- _Given passage_:
[start]
Friday, September 23, 2016

Our New Website

Thanks for following Viewpoints 9!
As of September 1, 2016 we have relocated to our new home:


Look forward to seeing you there!



Our previous cycles of work are still available at the following links:



Thursday, September 1, 2016

The Journey

 by Misik Kim
The Journey, 27" x 40"
The Journey.

This work is the last one of challenge 3.
I think it took over 4 years.
After I met Martha in Houston,  the journey “ Viewpoints 9” of 9 members was started.
It gave me many things, good friends, the opportunity to see beautiful works and more …….
Thanks Martha….. and other members.

Some day I hope to meet all members together.


The Fire Within




You need to have a certain amount of intestinal fortitude to  make important work.  You need to go beyond the pretty and defy the socially accepted norms at times.
This piece is called the Fire Within, because that's what it takes to have to push past boundaries.
It's dedicated to the artists who stick with their messages, and forge their own paths.

The Fire Within,  30x24"

silk, cotton and wool- nuno felted, machine quilted and hand painted.

Monday, August 29, 2016

Hello! Summer

by Lin Hsin-Chen
NASA announced that our Earth had just survived from the warmest July in 136 years. This summer, we experienced disasters due to global warming. Mankind is not the only species suffered. I would like to comfort summer. This is not the weather it wanted. What is the problem at all?


There were several ecological disasters in Taiwan in July, 2016. Even the timing of flowering was in turmoil! I always don’t like summer. I love winter. You have nowhere to escape from the scorching weather. Using air-conditioning is very energy-consuming and also a waste of natural resources. On the contrary, we can just simply wear more clothes in winter for the cold weather. The energy consumption is significantly different from each other. I let the flowers in my work wear chiffon, just like wearing a bikini, it is translucent, cool, unfettered, self-liberated and relaxed. Feel the passion, enjoy the summer heat wave and learn to coexist with the extreme weather.

The 9 works of Cycle 3 is my Thinking series, which is presented with 9 types of flowers. They depict the relevant people, things and environments when I was creating them, through the slow and deliberate work of hand sewing, combining time and space with patience. I feel, experience and record ideas when inspiration occurs and sew the ideas in my needlework. Through the 9 works in the long 18 months, I encounter my true self. It is the process of inner learning! Maybe there are people questioning what my thinking is. Together the 9 quilts is a diary documenting the perfection and imperfection within the 18 months. I very much enjoy the project and happy for myself that I didn’t give up due to obstacles along the way, but keep working to the end! Thank you to each member of Viewpoints 9, you keep me learning and growing!

Materials: chiffon, cotton, dyed fabric, sequin, beads, lace flower, Romanian thread, embroidery floss, metallic thread
Techniques: hand appliqué, hand pieced, hand quilted, hand embroidered
Size: 80 x 80 (cm)
[end]
Dataset entries:
[start]
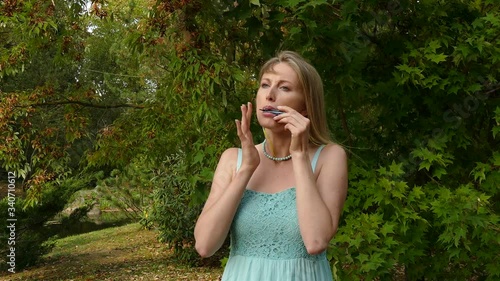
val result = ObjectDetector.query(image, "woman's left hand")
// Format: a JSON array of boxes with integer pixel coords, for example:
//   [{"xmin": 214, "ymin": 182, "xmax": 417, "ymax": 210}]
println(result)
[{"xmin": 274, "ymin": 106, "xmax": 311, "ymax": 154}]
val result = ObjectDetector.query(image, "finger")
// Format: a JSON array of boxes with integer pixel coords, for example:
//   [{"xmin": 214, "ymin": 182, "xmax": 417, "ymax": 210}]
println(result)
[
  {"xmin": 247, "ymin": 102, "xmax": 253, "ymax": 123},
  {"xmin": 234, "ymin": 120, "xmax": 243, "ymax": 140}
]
[end]
[start]
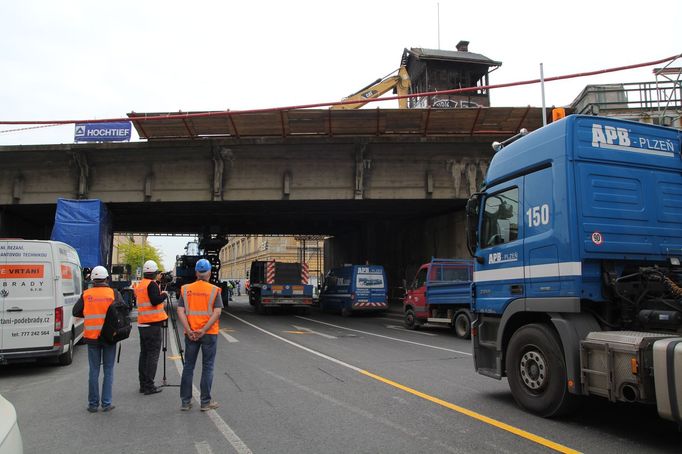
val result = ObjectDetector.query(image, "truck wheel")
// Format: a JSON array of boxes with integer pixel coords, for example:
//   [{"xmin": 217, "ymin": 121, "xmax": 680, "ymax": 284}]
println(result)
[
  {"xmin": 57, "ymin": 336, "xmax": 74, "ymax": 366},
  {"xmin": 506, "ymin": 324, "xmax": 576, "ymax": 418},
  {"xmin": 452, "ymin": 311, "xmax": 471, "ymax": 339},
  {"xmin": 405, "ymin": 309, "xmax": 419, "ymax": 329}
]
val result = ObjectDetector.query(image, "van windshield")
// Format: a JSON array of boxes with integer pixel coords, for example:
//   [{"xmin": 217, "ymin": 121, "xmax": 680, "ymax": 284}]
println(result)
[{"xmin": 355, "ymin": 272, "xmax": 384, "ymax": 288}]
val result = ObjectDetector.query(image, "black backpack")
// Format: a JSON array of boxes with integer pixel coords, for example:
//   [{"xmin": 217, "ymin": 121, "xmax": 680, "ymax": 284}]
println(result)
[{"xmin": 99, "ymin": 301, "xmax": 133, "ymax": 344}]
[end]
- _Exercise tasks_:
- a) In the quilt blog, what size is the piece called The Fire Within?
- b) Edit the quilt blog from "This work is" up to and including "and more …….", changing "Houston" to "Dallas".
These records have nothing to do with the quilt blog.

- _Answers per task_:
- a) 30x24"

- b)
This work is the last one of challenge 3.
I think it took over 4 years.
After I met Martha in Dallas,  the journey “ Viewpoints 9” of 9 members was started.
It gave me many things, good friends, the opportunity to see beautiful works and more …….